* **EXERCISE INSTRUCTIONS**
Look through the records below, and copy out every line that holds the string "image".

Collected data
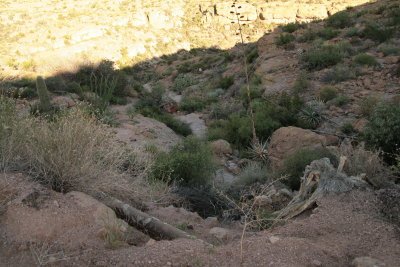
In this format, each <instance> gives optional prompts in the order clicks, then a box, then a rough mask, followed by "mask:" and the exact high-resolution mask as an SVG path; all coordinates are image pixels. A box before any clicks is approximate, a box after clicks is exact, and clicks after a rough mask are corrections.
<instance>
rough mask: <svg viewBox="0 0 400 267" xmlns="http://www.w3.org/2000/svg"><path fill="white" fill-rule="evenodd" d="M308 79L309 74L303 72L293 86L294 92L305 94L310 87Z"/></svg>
mask: <svg viewBox="0 0 400 267" xmlns="http://www.w3.org/2000/svg"><path fill="white" fill-rule="evenodd" d="M308 79H309V77H308V75H307V73H304V72H301V73H300V74H299V75H297V77H296V81H295V82H294V84H293V91H294V92H295V93H304V92H305V91H306V90H307V89H308V88H309V87H310V82H309V81H308Z"/></svg>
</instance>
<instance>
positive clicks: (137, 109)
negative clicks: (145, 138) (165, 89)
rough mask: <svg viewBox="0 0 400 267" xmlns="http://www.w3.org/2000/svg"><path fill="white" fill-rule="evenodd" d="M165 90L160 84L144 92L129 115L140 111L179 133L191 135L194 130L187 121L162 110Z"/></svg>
mask: <svg viewBox="0 0 400 267" xmlns="http://www.w3.org/2000/svg"><path fill="white" fill-rule="evenodd" d="M164 90H165V89H164V87H163V86H161V85H159V86H155V87H154V88H153V89H152V91H151V92H146V93H144V94H143V96H142V98H140V99H139V101H138V102H137V103H136V104H135V105H134V107H133V108H132V109H130V110H129V112H128V113H129V115H130V116H133V115H134V114H136V113H139V114H142V115H143V116H145V117H149V118H152V119H155V120H158V121H160V122H162V123H164V124H165V125H167V126H168V127H169V128H171V129H172V130H173V131H174V132H176V133H177V134H180V135H183V136H188V135H190V134H191V133H192V130H191V129H190V127H189V126H188V125H187V124H186V123H184V122H182V121H180V120H178V119H177V118H175V117H174V116H173V115H171V114H169V113H166V112H165V111H163V110H161V108H160V106H161V104H162V101H163V100H162V97H163V95H164Z"/></svg>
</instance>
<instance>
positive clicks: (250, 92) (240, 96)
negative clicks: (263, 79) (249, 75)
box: [239, 86, 263, 104]
mask: <svg viewBox="0 0 400 267" xmlns="http://www.w3.org/2000/svg"><path fill="white" fill-rule="evenodd" d="M262 93H263V92H262V90H261V89H260V88H259V87H250V99H256V98H261V96H262ZM239 94H240V95H239V97H240V99H241V100H242V101H243V102H244V103H246V104H248V97H247V94H248V92H247V86H243V87H242V88H240V92H239Z"/></svg>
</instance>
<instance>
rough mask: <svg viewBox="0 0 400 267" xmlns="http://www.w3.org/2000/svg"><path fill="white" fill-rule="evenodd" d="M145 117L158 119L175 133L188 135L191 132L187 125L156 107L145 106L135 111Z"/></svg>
mask: <svg viewBox="0 0 400 267" xmlns="http://www.w3.org/2000/svg"><path fill="white" fill-rule="evenodd" d="M137 112H138V113H140V114H142V115H143V116H145V117H149V118H152V119H155V120H158V121H160V122H162V123H164V124H165V125H167V126H168V127H169V128H171V129H172V130H173V131H174V132H176V133H177V134H180V135H183V136H188V135H190V134H192V130H191V129H190V127H189V125H187V124H186V123H184V122H182V121H180V120H179V119H177V118H175V117H174V116H173V115H172V114H169V113H165V112H163V111H161V110H160V109H159V108H156V107H147V108H143V109H140V110H138V111H137Z"/></svg>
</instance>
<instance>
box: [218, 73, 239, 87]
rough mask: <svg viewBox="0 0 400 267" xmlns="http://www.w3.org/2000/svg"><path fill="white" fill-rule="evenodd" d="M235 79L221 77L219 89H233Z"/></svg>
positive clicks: (227, 76) (225, 77)
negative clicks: (232, 87)
mask: <svg viewBox="0 0 400 267" xmlns="http://www.w3.org/2000/svg"><path fill="white" fill-rule="evenodd" d="M234 82H235V81H234V79H233V76H225V77H221V79H220V80H219V82H218V88H222V89H228V88H229V87H231V85H233V84H234Z"/></svg>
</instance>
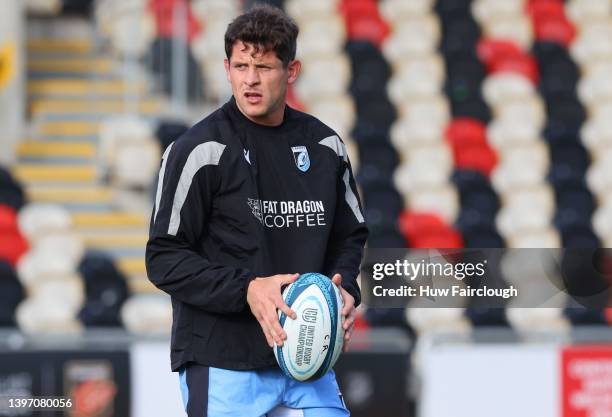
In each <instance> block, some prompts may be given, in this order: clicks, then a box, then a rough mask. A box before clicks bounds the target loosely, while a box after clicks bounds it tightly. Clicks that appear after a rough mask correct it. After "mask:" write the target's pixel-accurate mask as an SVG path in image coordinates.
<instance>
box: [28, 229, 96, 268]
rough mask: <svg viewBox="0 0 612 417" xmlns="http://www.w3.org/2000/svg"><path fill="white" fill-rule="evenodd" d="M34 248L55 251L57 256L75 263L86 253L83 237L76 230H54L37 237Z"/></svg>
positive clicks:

* **TASK RESULT**
In this format, each <instance> gives optional prompts in the order clicks, then a box, then a rough mask, followed by "mask:" and the exact high-resolution mask as an SVG path; all coordinates are image pixels. A box before any clicks is approximate, a box after clicks is exact, and clicks after a rough mask are corrections.
In each <instance> block, some prompts may be given, in this order: clicks, then a box, then a rough mask. A box before clicks bounds the target loosely, while a box after clicks bounds it tightly. Clicks that appear after a rough mask correct it. After "mask:" write the target's pixel-accurate mask as an SVG path in image coordinates.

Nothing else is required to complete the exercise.